Há uma tentativa explícita de escantear os componentes curriculares que tratam da estética, da intuição, da liberdade, do movimento, da corporeidade, enfim o que não “serve” de modo imediato para a formação do trabalhador se inserir no mercado de trabalho. Impõe-se, deste modo, uma formação tecnicista em detrimento de uma formação ético-política.

A reforma do ensino médio também está vinculada à BNCC e a sua terceira versão, que trata do Ensino Médio, ainda não foi divulgada. O que se tem definido é que as escolas oferecerão opções de itinerários formativos para os estudantes, sendo que 60% do tempo será destinado a formação comum definida pela Base e os 40% de tempo restante será destinado à área de formação escolhida (matemática, linguagens, ciências da natureza, ciências humanas ou formação técnica).

O projeto de educação que essas legislações defendem aponta para uma subordinação da educação aos interesses do mercado. As políticas educacionais, alvos do neoliberalismo, foram marcadas pela redução do financiamento, estímulo à expansão do ensino privado, acirrando a competitividade e a produtividade entre educadores em instituições de ensino. Segundo Lima (2015) a educação passa por um momento de mercantilização. Para a autora o Estado, vem fortalecendo o repasse de verbas públicas para IES privadas como meio de assegurar o acesso ao ensino superior. Estudiosos como Costa e Borghi (2013) relatam a parceria dos municípios com instituições privadas de Educação Infantil como alternativa para atender a demanda de vagas para esta etapa do ensino.

O PROJETO DE EDUCAÇÃO FÍSICA NOS DOCUMENTOS OFICIAIS APRESENTADOS PELA LEGISLAÇÃO BRASILEIRA

A LDB 9.394/96 define e regulariza a organização da educação brasileira, conforme os princípios presentes na Constituição Federal. O aspecto legal da disciplina Educação Física, descrita atualmente, no art. 26, § 3º da referida lei, nos diz que a educação física, integrada à proposta pedagógica da escola, é componente curricular obrigatório da educação básica, sendo sua prática facultativa ao aluno: que cumpra jornada de trabalho igual ou superior a seis horas; maior de trinta anos de idade; que estiver prestando serviço militar inicial ou que, em situação similar, estiver obrigado à prática da educação física; amparado pelo Decreto-Lei no 1.044, de 21 de outubro de 1969; que tenha prole. (BRASIL, 1996).

Desde a sua aprovação, a LDB 9.394/96 vem sofrendo alterações no que se refere à Educação Física Escolar. Logo que foi sancionada, a Educação Física era componente curricular facultativo nos cursos noturnos. Em 2003, foi retirada esta prerrogativa e retornaram no texto da lei as condições que facultavam a prática da Educação Física antes da LDB 9.394/96. Com a medida provisória 746/206 houve a tentativa de retirar a obrigatoriedade da Educação Física do Ensino Médio, porém com a Lei 13415/17 voltaram atrás, devido à mobilização de algumas entidades, como o CBCE- Colégio Brasileiro de Ciências do Esporte e CONFEF- Conselho Federal de Educação Física e a Educação Física permaneceu como componente curricular obrigatório da Educação Básica, nas etapas do Ensino Fundamental e Ensino Médio.

Material fornecido

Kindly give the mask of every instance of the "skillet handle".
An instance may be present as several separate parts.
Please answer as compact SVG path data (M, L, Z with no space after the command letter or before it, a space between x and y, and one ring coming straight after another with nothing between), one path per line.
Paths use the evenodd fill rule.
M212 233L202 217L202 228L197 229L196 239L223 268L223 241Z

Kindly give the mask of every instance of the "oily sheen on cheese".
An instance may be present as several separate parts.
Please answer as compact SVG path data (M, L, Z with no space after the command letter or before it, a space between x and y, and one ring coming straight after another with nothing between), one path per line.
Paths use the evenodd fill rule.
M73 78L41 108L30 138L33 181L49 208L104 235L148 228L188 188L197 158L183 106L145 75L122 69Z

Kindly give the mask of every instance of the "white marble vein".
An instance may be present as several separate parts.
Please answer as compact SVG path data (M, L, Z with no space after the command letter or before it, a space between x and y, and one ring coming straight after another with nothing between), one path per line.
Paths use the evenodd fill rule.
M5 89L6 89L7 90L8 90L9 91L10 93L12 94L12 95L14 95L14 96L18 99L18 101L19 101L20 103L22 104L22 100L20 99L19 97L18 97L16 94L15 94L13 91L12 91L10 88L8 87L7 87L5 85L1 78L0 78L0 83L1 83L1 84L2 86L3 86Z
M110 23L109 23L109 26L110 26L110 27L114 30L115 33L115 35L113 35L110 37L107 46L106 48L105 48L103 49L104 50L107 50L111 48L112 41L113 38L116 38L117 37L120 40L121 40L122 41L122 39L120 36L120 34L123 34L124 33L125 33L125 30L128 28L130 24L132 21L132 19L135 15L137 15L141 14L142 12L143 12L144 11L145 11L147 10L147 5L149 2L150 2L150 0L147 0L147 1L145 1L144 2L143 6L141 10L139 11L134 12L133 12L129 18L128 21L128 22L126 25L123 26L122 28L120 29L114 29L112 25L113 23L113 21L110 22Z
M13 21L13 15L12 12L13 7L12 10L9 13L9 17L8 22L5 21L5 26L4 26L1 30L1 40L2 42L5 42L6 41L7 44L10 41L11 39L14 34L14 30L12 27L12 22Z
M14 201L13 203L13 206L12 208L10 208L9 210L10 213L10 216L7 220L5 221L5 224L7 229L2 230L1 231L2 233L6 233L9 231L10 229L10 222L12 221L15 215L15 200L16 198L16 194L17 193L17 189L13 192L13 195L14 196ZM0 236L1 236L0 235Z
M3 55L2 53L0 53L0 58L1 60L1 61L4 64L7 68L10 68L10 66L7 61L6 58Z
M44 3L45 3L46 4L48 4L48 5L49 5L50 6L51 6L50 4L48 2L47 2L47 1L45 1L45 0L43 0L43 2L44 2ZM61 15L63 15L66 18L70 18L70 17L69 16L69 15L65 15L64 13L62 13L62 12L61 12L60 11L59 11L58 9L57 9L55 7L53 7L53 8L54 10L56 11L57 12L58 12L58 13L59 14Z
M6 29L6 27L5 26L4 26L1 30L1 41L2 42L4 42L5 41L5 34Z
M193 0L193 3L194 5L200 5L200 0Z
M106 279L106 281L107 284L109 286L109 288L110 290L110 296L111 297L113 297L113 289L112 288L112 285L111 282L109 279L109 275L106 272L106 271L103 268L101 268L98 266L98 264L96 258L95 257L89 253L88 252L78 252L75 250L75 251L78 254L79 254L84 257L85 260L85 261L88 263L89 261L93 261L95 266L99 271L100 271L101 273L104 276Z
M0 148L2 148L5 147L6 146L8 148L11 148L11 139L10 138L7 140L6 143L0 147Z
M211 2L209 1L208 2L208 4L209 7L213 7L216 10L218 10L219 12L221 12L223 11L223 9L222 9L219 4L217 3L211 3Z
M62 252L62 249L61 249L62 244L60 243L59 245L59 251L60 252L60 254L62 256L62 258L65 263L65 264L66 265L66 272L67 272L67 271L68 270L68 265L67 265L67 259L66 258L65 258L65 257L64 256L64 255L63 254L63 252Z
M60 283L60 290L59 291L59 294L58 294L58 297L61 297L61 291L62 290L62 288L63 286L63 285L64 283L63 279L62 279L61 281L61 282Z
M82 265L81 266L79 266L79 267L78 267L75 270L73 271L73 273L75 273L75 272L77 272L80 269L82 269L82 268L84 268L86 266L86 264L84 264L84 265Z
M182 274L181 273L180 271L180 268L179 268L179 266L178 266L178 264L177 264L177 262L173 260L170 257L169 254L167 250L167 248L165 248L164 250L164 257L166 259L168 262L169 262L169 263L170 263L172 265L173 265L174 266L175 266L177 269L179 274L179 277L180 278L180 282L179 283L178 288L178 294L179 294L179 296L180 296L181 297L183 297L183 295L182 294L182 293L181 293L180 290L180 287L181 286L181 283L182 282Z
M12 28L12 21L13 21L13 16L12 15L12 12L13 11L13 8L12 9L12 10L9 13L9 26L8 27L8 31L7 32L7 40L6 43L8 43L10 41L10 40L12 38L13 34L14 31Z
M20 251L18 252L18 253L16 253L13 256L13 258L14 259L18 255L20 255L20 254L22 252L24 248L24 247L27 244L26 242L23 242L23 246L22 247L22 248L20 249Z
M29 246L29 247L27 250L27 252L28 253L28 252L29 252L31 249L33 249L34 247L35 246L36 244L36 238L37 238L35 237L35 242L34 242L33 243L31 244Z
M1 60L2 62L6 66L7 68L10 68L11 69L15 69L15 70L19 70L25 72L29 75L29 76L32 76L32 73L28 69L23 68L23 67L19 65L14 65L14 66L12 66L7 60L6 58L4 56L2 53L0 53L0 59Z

O que se pede
1: No trecho sobre Educação Física, qual percentual do tempo do ensino médio será destinado à formação comum definida pela Base?
2: Quais são todas as condições que, segundo o trecho sobre Educação Física, tornam a prática da educação física facultativa ao aluno?
3: Prossiga com o trecho sobre Educação Física a partir do ponto em que ele termina.

Resultados do exercício
1: 60% do tempo.

2:
- Cumprir jornada de trabalho igual ou superior a seis horas
- Ser maior de trinta anos de idade
- Estar prestando serviço militar inicial ou, em situação similar, estar obrigado à prática da educação física
- Estar amparado pelo Decreto-Lei nº 1.044, de 21 de outubro de 1969
- Ter prole

3:
Os PCNs consolidaram a cultura corporal de movimento como objeto de estudo central da disciplina de Educação Física no ensino fundamental, apontando para um avanço na área, buscando uma educação física inclusiva, crítica e preocupada com a formação para a cidadania. O documento trouxe uma nova perspectiva para este componente curricular, mais próximo a uma concepção crítica da Educação Física, superando os aspectos excludentes e discriminatórios do paradigma anterior, o da aptidão física e do rendimento.

Na segunda versão da BNCC, a Educação Física no Ensino Médio, o documento propõe oferecer o máximo de oportunidades ao estudante para ele estabelecer uma relação qualificada com a cultura corporal de movimento, discutindo temas como o direito às práticas corporais pela comunidade, a relação das práticas corporais com a saúde, o lazer e o tempo livre.

A Educação Física no Ensino Fundamental, na BNCC terceira versão, encaminhada ao CNE, está articulada à Área de Linguagens e é conceituada como componente curricular que tematiza práticas corporais, onde o movimento humano está sempre inserido no âmbito da cultura, sendo estas práticas consideradas fenômenos culturais.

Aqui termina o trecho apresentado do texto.